» **抜粋本文**:
***

2)ケーススタディ編:タンザニア・ベトナムの事例にみるGBSの分析

(1)

被援助国の開発プライオリティからみたGBS導入の経緯

 GBSはドナーからの援助を被援助国の行財政環境や開発計画の方向性と調和・一致させるためのモダリティである。そのため、タンザニア、ベトナムにおけるGBSの導入経緯やGBSには、両国におけるこれまでの援助の歴史や国の経済財政状況と関わりがある。以下、GBS導入時の被援助国の状況、GBSを通じて達成しようとした開発効果、被援助国政府・他ドナーに対しての日本のポジショニング等を、タンザニア・ベトナム間で比較を試みてみた。両者の事例は、日本のプレゼンスやGBSを通じて取り組んでいる開発課題等において大きな違いが見られ、今後、アフリカ・アジア地域の他国へGBS導入を検討する上で示唆的な事例を提供するものと考える。

(1)GBS導入時における被援助国の状況
 タンザニアは、1961年の英国統治領からの独立以降、約40年余にわたって援助が行われてきた。1980年代~90年代にかけてたびたび経済危機に見舞われるなど、対外債務残高が累積し、多国間債務救済基金(Multi Debt Relief Fund: MDF)の受け入れに至った。当時多くの中小規模のプロジェクト支援が濫立している状況にあり、被援助国側に過剰な負担がかかっていた。このように、GBS導入以前のタンザニアの国家行財政システムはいわば機能不全の状況にあったと言える。
ベトナムは、GBS導入時点で、1986年末以降のドイモイ(刷新)路線にのった市場開放経済政策が打ち出されるなど経済発展にむけて離陸段階にあり、WTO加盟という大きな目標に向けた経済開放、外国資本導入を積極的に展開している状況にあった。

(2)開発のプライオリティとGBSへの意向
 このような経済・社会状況の違いは、両国のGBS導入の目的・趣旨にも色濃く反映されている。タンザニアでは、第一次貧困削減戦略(Poverty Reduction Strategy:PRS)にもとづく7つの優先セクターにおける成果達成が大きな目標であった。そして1970年代~90年代を通じて破綻的状態に至った行財政執行能力向上のために、GBSを梃子として、自国における様々な行財政改革、経済構造改革を促進する効果が期待されている。具体的には、大蔵省を中心とした予算策定・執行システムの確立、社会開発分野・輸出振興産業(農業)への重点的な予算配分、ガバナンスの向上、反汚職の徹底、地方分権推進等である。
 これに対してベトナムは、構造調整クレジット(SAC)では芳しくなかったマクロ・構造改革(国営企業や国有金融機関改革等)を更に推進しつつ、PRSPを支援する新たな政策ローンとしてGBS(PRSC)を導入した経緯がある。そして第一次PRSCから第四次PRSCへと支援を継続していくなかでGBSを、市場の対外開放や経済構造の改革を進めるうえで、投資主導の経済発展を実現する一つの手段として有効に活用していこうとする姿勢がうかがえる。

***

» **提供資料**:
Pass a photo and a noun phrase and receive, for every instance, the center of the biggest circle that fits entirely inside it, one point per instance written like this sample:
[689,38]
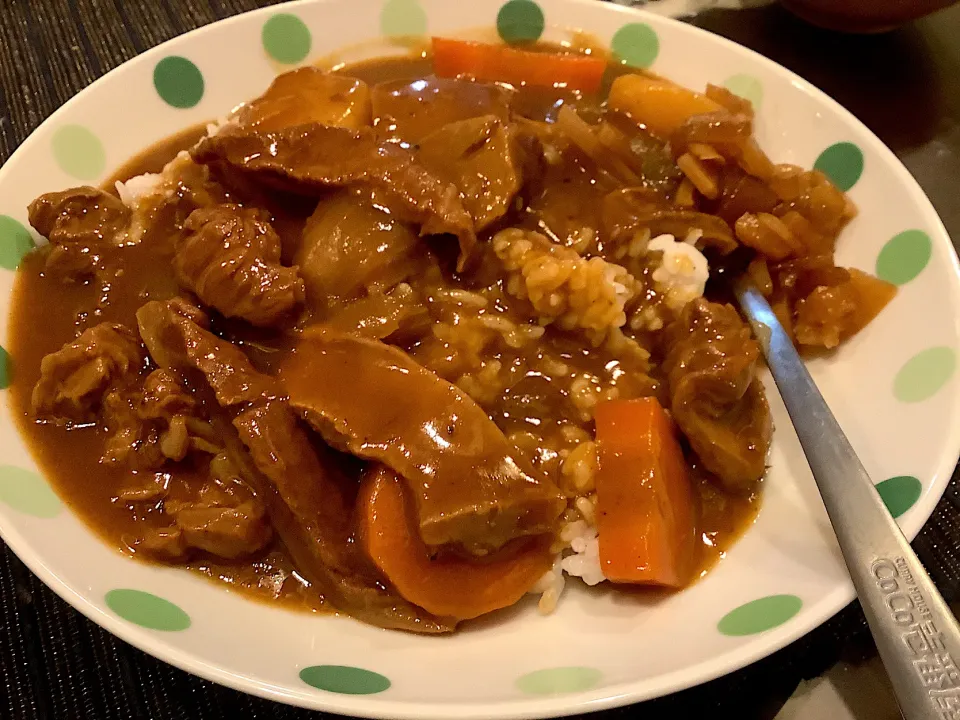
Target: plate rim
[606,697]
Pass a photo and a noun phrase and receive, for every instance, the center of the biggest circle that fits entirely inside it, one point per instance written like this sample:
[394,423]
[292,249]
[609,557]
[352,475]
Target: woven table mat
[56,664]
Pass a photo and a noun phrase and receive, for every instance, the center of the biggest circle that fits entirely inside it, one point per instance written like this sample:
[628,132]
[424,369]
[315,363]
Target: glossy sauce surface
[70,458]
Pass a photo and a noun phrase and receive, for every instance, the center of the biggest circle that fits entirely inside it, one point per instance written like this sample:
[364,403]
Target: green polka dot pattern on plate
[636,44]
[79,152]
[759,615]
[520,21]
[747,87]
[26,492]
[403,18]
[554,681]
[923,374]
[904,256]
[344,679]
[842,163]
[15,242]
[178,82]
[286,38]
[147,610]
[899,493]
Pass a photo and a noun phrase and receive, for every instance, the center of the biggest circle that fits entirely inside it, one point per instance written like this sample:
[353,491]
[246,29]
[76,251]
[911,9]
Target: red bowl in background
[863,15]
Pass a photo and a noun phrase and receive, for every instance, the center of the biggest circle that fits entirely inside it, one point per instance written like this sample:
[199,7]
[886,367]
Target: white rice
[683,271]
[584,560]
[580,557]
[220,123]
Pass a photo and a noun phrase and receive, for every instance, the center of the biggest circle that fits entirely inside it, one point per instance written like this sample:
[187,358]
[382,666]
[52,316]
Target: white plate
[893,389]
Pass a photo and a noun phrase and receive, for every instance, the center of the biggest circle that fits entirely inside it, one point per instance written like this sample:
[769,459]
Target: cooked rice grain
[564,288]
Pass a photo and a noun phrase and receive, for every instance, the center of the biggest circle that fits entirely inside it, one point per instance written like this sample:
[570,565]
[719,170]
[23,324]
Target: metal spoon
[916,634]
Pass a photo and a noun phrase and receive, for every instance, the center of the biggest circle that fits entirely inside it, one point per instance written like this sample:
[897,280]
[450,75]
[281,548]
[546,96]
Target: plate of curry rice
[378,357]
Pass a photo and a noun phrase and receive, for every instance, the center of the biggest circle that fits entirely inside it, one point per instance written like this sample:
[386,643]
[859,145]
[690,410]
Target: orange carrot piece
[501,63]
[659,105]
[645,501]
[447,586]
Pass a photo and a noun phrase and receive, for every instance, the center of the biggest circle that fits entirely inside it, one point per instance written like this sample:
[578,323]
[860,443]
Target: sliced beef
[307,95]
[83,226]
[351,247]
[313,519]
[715,397]
[409,111]
[483,158]
[74,379]
[230,257]
[309,159]
[303,496]
[471,487]
[401,315]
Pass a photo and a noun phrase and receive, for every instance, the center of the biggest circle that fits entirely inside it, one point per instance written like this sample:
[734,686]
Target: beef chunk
[304,499]
[230,257]
[175,341]
[715,396]
[372,399]
[74,379]
[309,159]
[83,226]
[223,518]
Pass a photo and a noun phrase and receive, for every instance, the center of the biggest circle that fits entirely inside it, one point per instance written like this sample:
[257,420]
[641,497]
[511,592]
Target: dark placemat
[55,664]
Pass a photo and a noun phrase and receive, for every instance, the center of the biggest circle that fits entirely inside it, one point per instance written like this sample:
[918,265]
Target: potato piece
[308,95]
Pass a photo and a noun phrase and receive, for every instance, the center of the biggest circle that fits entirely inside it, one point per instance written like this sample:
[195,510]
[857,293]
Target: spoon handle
[916,634]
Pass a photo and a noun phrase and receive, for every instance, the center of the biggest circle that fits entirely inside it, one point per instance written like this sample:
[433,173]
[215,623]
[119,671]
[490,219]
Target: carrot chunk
[447,586]
[646,512]
[502,63]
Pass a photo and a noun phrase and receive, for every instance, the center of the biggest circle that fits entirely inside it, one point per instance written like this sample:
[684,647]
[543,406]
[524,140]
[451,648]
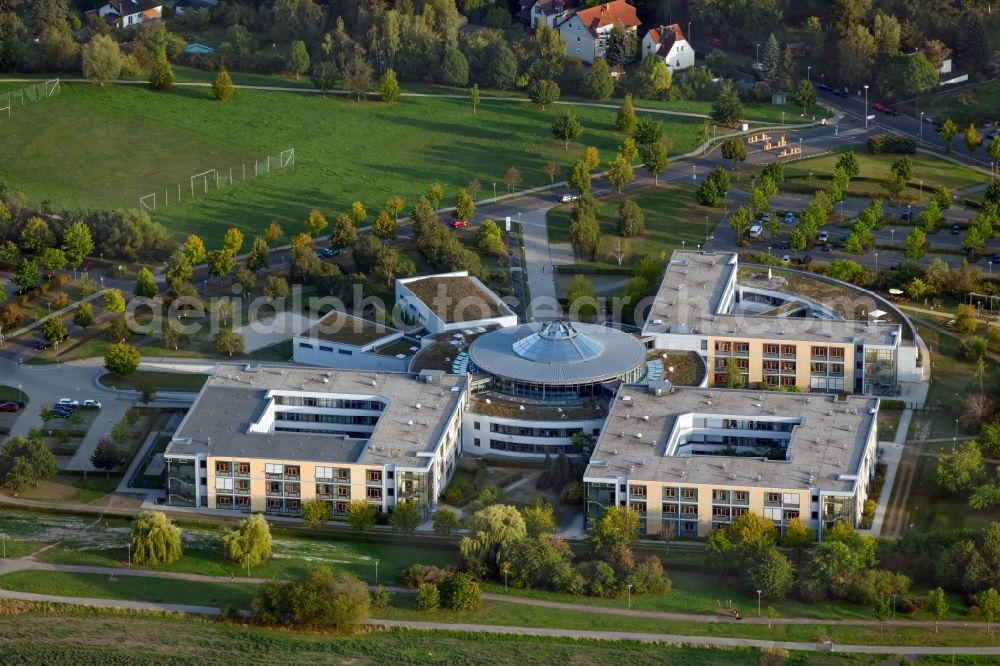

***

» **出題 1**: GBSに関する抜粋で、タンザニアが英国統治領から独立した年は何年と書かれていますか。
» **出題 2**: GBSに関する抜粋で、タンザニアがGBSを梃子に促進を期待している具体的な取り組みとして挙げられているものをすべて書き出してください。
資料はこの作業とは関係ありません。

» **正答 1**: 1961年です。

» **正答 2**:
- 大蔵省を中心とした予算策定・執行システムの確立
- 社会開発分野・輸出振興産業(農業)への重点的な予算配分
- ガバナンスの向上
- 反汚職の徹底
- 地方分権推進